15 August 2014 0 Comments

The Flexibility of Universal Life

shutterstock_148496540My previous entry dealt with how Universal Life (UL) could be structured to resemble a 20 year term policy.  This is just one of the flexibility features of Universal Life.  There might also be some flexibility in amount of death benefit, but here I’ll deal just with premium flexibility and access to cash value in Universal Life policies.

Universal Life policies have no stated premium.  There may be a premium that you pay on a regular basis, but that is the planned premium, not the stated premium.  If you skip a planned premium, it does not mean that the policy will lapse.  The cost of insurance and policy fees are withdrawn from the policy’s account value and as long as there is enough value to pay for these items the policy will continue in force.  With term insurance, if the stated premium is not paid, the policy will lapse.  With Whole Life if the stated premium is not paid, the policy will lapse if there is no net cash value, or if there is cash value it will be placed in the automatic non-forfeiture position which is likely to be a reduced paid up policy.  If the whole life policy has an automatic premium loan provision and sufficient net cash value to pay the stated premium, a policy loan—for which interest will be charged—will occur.

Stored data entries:
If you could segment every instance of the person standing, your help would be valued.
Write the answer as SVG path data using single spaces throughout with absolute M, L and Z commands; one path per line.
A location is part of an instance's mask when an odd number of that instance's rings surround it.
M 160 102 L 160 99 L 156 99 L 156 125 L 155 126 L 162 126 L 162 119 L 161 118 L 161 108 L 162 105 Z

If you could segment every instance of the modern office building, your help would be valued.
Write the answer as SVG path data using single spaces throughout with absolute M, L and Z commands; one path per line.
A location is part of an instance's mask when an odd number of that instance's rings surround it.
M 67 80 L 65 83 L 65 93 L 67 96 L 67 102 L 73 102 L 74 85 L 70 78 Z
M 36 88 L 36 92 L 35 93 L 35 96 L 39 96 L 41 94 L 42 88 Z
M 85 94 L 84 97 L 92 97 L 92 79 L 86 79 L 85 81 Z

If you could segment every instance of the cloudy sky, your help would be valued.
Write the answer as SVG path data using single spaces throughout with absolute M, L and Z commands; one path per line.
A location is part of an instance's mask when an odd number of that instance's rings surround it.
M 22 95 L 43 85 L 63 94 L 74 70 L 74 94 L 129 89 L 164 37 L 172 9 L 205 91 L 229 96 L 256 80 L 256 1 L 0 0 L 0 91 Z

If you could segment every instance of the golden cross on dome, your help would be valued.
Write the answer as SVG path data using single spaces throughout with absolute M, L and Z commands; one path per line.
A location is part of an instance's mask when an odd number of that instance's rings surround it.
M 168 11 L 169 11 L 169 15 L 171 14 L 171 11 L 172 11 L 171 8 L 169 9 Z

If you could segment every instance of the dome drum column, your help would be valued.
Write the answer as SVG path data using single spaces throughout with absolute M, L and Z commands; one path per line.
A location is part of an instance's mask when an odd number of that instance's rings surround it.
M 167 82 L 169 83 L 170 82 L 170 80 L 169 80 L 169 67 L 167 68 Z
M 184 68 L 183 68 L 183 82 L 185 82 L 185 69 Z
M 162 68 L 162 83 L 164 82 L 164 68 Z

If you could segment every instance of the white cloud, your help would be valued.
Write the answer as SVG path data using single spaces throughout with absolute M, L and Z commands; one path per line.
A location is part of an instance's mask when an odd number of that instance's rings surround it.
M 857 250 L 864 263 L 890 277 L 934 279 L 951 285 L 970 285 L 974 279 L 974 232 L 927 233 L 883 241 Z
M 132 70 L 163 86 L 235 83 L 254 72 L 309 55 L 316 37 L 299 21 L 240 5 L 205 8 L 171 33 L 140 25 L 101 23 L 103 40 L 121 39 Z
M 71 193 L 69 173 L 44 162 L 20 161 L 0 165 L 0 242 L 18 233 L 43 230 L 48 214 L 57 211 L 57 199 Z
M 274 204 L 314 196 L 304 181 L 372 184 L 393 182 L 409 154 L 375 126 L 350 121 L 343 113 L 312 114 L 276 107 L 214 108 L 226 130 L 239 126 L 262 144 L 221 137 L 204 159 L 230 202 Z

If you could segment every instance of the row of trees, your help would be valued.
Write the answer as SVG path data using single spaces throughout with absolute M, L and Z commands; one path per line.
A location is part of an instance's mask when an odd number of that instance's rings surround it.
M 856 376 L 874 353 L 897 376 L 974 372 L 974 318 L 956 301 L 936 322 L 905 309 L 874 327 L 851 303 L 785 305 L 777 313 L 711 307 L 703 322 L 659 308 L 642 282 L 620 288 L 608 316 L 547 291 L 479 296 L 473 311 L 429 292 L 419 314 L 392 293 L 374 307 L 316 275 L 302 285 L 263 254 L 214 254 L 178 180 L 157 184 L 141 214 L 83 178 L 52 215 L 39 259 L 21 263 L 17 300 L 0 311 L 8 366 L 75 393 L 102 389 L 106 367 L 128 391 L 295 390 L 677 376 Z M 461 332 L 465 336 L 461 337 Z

**EXERCISE INSTRUCTIONS:**
(a) Transcribe the Universal Life passage from "shutterstock_148496540My previous entry" up to and including "Universal Life policies.".
(b) Pick up the text on Universal Life flexibility where it stops and keep it going.

**ANSWER LIST:**
(a)
shutterstock_148496540My previous entry dealt with how Universal Life (UL) could be structured to resemble a 20 year term policy.  This is just one of the flexibility features of Universal Life.  There might also be some flexibility in amount of death benefit, but here I’ll deal just with premium flexibility and access to cash value in Universal Life policies.

(b)
With a Universal Life policy you may also pay an unscheduled additional premium at any time. There will be some restrictions on the maximum payments allowed to be certain that the policy continues to qualify as life insurance.  This increased premium provision might be utilized when excess funds are available in a given year in order decrease or eliminate premiums in the future when premiums may not be so readily available.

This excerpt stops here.